SET EXERCISE A: Turn the records, from the line with "of the person" to the end of the records, into a numbered list, leaving out blank lines.

☆ ☆ ☆ ☆ ☆

My guess at a proper solution:
 Some way of flagging the DBH as broken, so that underlying DBD::*
 drivers don't try to use it during a DESTROY call, or something.

Our solution:
 Reconfigure the firewall ;)

 - Adam

Re: Variant of Monday-morning bug with Apache::DBI + DBD::Oracle

Posted by Perrin Harkins <pe...@elem.com>.

>     PH> Another solution is to have the child process exit if the ping
>     PH> fails. You get one failed request, but you clear out the messed
>     PH> up processes quickly and replace them with new ones that can
>     PH> connect safely.
>
> Yeah, good point. Although our poor little WAP service (for that is what
> was for) gets so few hits, they'll all be getting failed if we do that ;>

Okay, try never letting the connections go idle.  Set up a cron to send in a
request every minute or so, or whatever it takes to keep your Oracle
connections active.

☆ ☆ ☆ ☆ ☆

SET EXERCISE B: Edit the forum thread from "Okay, try never" to "connections active." so that "every minute" becomes "every thirty seconds", and give that passage again.

☆ ☆ ☆ ☆ ☆

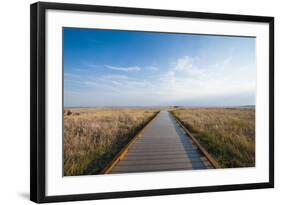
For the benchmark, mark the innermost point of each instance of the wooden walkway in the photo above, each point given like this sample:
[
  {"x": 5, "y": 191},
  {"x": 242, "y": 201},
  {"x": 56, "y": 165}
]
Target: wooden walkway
[{"x": 164, "y": 146}]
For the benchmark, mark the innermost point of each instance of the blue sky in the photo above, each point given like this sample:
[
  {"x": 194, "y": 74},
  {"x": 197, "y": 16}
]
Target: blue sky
[{"x": 125, "y": 68}]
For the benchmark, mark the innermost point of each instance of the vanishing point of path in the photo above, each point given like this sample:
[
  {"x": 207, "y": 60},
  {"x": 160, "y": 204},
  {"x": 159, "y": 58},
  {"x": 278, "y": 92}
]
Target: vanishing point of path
[{"x": 163, "y": 146}]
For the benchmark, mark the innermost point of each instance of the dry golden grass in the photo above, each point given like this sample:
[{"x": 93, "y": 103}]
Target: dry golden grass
[
  {"x": 228, "y": 134},
  {"x": 92, "y": 137}
]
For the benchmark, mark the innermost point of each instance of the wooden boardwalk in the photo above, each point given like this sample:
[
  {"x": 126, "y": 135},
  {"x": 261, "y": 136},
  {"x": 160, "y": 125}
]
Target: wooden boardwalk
[{"x": 163, "y": 146}]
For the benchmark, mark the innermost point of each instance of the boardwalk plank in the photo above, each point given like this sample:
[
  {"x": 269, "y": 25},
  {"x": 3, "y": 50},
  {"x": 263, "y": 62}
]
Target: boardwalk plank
[{"x": 164, "y": 146}]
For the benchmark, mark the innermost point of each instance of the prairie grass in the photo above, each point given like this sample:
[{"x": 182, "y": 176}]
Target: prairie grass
[
  {"x": 92, "y": 137},
  {"x": 228, "y": 134}
]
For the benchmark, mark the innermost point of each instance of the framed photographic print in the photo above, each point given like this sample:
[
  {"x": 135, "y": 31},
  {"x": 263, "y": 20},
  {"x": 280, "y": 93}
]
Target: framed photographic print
[{"x": 129, "y": 102}]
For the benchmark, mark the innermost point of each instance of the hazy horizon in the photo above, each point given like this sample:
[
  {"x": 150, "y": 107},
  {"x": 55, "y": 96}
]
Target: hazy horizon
[{"x": 106, "y": 68}]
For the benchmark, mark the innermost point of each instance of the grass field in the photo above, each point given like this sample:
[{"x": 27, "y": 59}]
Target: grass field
[
  {"x": 92, "y": 137},
  {"x": 228, "y": 134}
]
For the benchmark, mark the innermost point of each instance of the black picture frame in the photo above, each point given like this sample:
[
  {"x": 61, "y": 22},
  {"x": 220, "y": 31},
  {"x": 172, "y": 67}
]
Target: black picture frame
[{"x": 37, "y": 101}]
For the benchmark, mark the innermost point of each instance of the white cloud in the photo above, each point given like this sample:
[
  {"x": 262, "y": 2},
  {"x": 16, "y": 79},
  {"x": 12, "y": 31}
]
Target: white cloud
[
  {"x": 125, "y": 69},
  {"x": 186, "y": 65}
]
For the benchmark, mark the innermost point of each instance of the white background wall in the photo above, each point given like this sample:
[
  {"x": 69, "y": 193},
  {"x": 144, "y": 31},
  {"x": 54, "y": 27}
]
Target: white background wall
[{"x": 14, "y": 103}]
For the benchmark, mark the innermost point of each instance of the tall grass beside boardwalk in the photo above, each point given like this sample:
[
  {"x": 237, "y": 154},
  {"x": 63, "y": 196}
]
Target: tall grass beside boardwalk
[
  {"x": 228, "y": 134},
  {"x": 92, "y": 137}
]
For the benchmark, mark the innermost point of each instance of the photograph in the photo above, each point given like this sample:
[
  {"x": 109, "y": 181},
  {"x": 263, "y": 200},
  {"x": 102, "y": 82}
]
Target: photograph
[{"x": 148, "y": 101}]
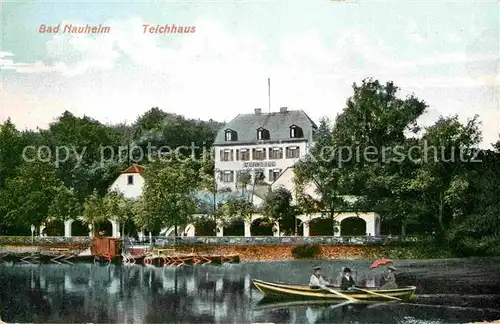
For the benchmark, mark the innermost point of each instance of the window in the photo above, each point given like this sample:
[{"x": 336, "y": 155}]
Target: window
[
  {"x": 259, "y": 175},
  {"x": 231, "y": 135},
  {"x": 262, "y": 134},
  {"x": 275, "y": 153},
  {"x": 243, "y": 154},
  {"x": 292, "y": 152},
  {"x": 259, "y": 154},
  {"x": 296, "y": 132},
  {"x": 228, "y": 176},
  {"x": 226, "y": 155},
  {"x": 274, "y": 174}
]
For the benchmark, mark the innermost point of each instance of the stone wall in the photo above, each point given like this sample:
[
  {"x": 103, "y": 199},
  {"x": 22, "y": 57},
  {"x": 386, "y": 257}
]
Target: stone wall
[
  {"x": 281, "y": 252},
  {"x": 48, "y": 241}
]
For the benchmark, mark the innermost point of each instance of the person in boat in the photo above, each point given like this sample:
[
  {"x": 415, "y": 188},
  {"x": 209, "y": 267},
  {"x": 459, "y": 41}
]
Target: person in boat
[
  {"x": 347, "y": 282},
  {"x": 388, "y": 280},
  {"x": 316, "y": 280}
]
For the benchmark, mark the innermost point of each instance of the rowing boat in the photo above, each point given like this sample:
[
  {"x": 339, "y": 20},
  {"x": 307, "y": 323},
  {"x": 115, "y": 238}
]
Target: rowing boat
[{"x": 287, "y": 291}]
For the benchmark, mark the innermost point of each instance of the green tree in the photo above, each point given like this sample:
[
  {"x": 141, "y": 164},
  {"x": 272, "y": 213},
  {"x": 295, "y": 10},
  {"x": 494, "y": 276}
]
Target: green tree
[
  {"x": 236, "y": 208},
  {"x": 447, "y": 148},
  {"x": 170, "y": 191},
  {"x": 27, "y": 196},
  {"x": 65, "y": 205},
  {"x": 278, "y": 208},
  {"x": 342, "y": 163},
  {"x": 118, "y": 208},
  {"x": 94, "y": 211}
]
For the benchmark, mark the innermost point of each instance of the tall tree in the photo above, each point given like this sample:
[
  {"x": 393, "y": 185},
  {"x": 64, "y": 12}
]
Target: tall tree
[
  {"x": 278, "y": 208},
  {"x": 118, "y": 208},
  {"x": 28, "y": 195},
  {"x": 65, "y": 205},
  {"x": 447, "y": 147},
  {"x": 170, "y": 191},
  {"x": 94, "y": 211}
]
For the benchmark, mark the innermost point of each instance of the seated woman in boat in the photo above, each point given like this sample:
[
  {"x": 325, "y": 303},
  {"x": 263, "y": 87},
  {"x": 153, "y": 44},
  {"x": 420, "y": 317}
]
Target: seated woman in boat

☆ ☆ ☆ ☆ ☆

WORKED SOLUTION A:
1. For the benchmark, mark the innermost point of each instance of the person in boat in the photo above, each point given like this sample:
2. [
3.   {"x": 415, "y": 188},
4.   {"x": 209, "y": 267},
5.   {"x": 459, "y": 41}
6. ]
7. Target: person in boat
8. [
9.   {"x": 347, "y": 282},
10.   {"x": 388, "y": 280},
11.   {"x": 316, "y": 280}
12. ]
13. For the benchmark, mark the innermost point of each instance of the rowing boat in the photo above, each point given like this sample:
14. [
15.   {"x": 339, "y": 20},
16.   {"x": 307, "y": 323},
17.   {"x": 115, "y": 238}
18. ]
19. Target: rowing boat
20. [{"x": 287, "y": 291}]
21. For the benchmark, mark the innermost point of each instance of the green tree in the photo above, each point given like this sample:
22. [
23.   {"x": 141, "y": 164},
24.   {"x": 272, "y": 213},
25.   {"x": 295, "y": 10},
26.   {"x": 494, "y": 276}
27. ]
28. Target: green tree
29. [
30.   {"x": 236, "y": 208},
31.   {"x": 447, "y": 148},
32.   {"x": 170, "y": 191},
33.   {"x": 27, "y": 196},
34.   {"x": 65, "y": 205},
35.   {"x": 278, "y": 208},
36.   {"x": 342, "y": 163},
37.   {"x": 118, "y": 208},
38.   {"x": 94, "y": 211}
39. ]
40. For the benchmark, mark the innermost point of each instance of the tall tree in the photo above, each point given like this sample:
41. [
42.   {"x": 393, "y": 185},
43.   {"x": 64, "y": 12}
44. ]
45. Target: tall tree
46. [
47.   {"x": 278, "y": 208},
48.   {"x": 118, "y": 208},
49.   {"x": 28, "y": 195},
50.   {"x": 65, "y": 205},
51.   {"x": 447, "y": 147},
52.   {"x": 170, "y": 191},
53.   {"x": 94, "y": 211}
54. ]
55. For the benchmark, mark the innermost point of each instance of the seated woman in boat in the photo above, each point given like this sample:
56. [
57.   {"x": 325, "y": 303},
58.   {"x": 263, "y": 87},
59.   {"x": 153, "y": 44},
60.   {"x": 420, "y": 317}
61. ]
62. Target: seated woman in boat

WORKED SOLUTION B:
Okay, try never letting the connections go idle.  Set up a cron to send in a
request every thirty seconds or so, or whatever it takes to keep your Oracle
connections active.